[The problem]
After locating the line that contains "Text query: white cow" in the listing below, write out that line and every following line exactly, with no other output.
● ● ●
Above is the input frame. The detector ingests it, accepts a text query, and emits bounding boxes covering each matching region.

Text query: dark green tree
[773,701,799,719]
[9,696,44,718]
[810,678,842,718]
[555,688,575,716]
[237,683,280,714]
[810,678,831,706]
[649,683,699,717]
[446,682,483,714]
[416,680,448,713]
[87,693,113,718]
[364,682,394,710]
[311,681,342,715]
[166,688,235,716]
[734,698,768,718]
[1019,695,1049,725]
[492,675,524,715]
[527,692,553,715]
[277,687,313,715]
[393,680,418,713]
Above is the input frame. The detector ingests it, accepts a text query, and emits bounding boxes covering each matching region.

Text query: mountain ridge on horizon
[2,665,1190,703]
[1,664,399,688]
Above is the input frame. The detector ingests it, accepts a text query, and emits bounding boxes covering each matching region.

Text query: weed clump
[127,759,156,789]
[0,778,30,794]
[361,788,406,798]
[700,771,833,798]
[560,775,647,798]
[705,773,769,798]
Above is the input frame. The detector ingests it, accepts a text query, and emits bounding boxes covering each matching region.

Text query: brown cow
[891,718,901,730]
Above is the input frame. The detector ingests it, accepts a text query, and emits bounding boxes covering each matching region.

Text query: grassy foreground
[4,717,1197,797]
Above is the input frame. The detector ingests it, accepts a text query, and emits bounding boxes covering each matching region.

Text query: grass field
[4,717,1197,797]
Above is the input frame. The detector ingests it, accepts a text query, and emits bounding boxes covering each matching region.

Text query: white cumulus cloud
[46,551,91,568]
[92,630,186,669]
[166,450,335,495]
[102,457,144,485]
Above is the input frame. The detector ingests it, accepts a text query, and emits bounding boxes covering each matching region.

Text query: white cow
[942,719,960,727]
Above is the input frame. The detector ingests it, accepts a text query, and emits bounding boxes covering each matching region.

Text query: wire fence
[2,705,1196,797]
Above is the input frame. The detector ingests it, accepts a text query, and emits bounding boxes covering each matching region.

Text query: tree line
● ● ●
[Output]
Text query: white cow
[942,719,960,727]
Above is the input frame. The detector ingests it, accepts a text query, and emits bounding boxes covering each matching region.

Text query: wire fence
[2,705,1196,797]
Above is the input frame. The detector ingests it, accepts a text query, and emits bounding boxes covering each matching region.

Text query: tree line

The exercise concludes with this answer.